[Object point labels]
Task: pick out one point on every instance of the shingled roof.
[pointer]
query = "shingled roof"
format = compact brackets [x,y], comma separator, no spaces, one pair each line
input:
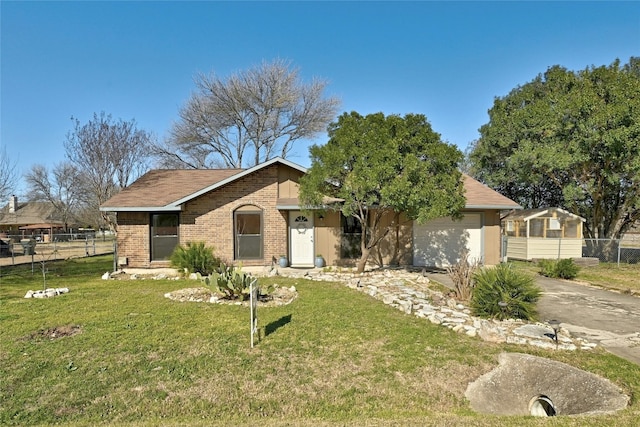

## TASK REQUIREMENTS
Reproduce every row above verbatim, line for line, omitting the pictures.

## REPLY
Task: pick out one point on every instance of the shingled roof.
[pointer]
query = "shingled roof"
format = compact brackets [x,y], comma separator, no spaces, one pair each line
input:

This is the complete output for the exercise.